___ Records ___
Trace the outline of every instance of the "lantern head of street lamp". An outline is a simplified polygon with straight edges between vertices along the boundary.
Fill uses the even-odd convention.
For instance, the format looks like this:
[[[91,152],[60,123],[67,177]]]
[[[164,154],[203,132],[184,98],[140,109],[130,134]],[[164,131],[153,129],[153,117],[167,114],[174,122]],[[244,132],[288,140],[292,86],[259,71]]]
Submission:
___
Short problem: Copy the entries above verbatim, line for line, with no changes.

Solution to this problem:
Trace the outline of every instance of the "lantern head of street lamp". An outline is a simplified polygon with straight edges between vertices along the boundary.
Fill uses the even-odd convention.
For instance, the format looks like this:
[[[91,152],[60,123],[67,177]]]
[[[164,154],[203,132],[184,98],[140,109],[130,134]],[[164,131],[153,129],[153,117],[167,114],[174,122]],[[244,132],[288,140],[292,86],[259,71]]]
Submission:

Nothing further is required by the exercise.